**Te verwerken gegevens:**
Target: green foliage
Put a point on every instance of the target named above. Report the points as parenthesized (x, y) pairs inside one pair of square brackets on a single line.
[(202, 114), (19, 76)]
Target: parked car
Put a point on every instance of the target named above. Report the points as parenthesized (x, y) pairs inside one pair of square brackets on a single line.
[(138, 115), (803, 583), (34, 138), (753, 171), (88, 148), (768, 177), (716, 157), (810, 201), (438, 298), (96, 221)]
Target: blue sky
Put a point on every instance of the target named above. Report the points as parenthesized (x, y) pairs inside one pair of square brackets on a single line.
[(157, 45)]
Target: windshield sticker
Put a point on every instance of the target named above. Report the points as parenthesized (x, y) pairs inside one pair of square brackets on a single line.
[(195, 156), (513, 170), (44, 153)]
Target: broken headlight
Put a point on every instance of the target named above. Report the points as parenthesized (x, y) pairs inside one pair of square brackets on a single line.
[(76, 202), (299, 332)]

==

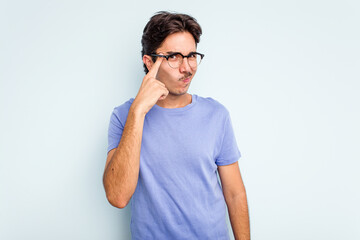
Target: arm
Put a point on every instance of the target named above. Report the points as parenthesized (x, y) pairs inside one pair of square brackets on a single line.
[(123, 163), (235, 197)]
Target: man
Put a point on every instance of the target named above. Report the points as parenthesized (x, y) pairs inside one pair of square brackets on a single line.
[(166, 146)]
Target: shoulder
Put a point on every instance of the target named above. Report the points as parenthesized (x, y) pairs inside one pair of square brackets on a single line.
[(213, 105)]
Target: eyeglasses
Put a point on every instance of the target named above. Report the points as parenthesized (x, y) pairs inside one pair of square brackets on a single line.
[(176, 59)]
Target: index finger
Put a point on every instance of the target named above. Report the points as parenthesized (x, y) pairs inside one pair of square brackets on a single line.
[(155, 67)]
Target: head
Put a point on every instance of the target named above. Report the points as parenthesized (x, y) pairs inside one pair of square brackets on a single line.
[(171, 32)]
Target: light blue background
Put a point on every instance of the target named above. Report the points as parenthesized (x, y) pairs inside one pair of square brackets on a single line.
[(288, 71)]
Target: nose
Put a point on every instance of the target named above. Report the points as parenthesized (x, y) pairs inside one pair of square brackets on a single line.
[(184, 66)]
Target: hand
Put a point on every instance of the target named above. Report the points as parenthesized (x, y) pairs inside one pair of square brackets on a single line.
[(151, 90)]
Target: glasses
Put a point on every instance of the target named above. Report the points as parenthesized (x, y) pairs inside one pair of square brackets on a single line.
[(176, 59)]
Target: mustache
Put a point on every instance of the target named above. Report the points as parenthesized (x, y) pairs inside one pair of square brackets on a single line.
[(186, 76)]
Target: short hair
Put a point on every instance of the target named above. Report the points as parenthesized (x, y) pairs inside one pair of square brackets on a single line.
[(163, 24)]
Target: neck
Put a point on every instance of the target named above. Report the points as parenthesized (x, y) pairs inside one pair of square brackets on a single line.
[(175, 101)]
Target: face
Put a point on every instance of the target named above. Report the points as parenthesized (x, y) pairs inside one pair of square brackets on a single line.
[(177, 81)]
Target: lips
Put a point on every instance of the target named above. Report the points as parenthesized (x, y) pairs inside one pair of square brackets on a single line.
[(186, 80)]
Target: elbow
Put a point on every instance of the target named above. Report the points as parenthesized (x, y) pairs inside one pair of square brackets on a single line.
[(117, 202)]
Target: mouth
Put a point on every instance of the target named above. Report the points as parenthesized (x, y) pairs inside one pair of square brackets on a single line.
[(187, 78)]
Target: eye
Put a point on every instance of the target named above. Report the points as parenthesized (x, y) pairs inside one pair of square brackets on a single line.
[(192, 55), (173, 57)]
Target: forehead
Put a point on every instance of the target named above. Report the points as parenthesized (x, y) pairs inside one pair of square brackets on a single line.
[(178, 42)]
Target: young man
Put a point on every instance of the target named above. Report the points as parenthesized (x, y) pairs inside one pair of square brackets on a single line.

...

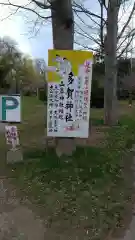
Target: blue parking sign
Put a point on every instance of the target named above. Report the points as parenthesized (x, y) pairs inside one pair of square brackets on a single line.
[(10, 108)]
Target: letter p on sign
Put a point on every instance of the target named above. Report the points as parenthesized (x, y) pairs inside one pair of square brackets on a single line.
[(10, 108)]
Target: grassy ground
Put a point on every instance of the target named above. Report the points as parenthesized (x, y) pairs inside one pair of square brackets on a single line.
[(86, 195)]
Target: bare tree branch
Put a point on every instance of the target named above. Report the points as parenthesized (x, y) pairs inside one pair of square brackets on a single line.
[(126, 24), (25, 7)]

**Wat te doen:** Kies uit de items hierboven elke regel met het woord "sign" en schrijf die regels over. Hoofdletters en kleine letters tellen mee.

**Antwoord:**
Target: blue parking sign
Target: letter p on sign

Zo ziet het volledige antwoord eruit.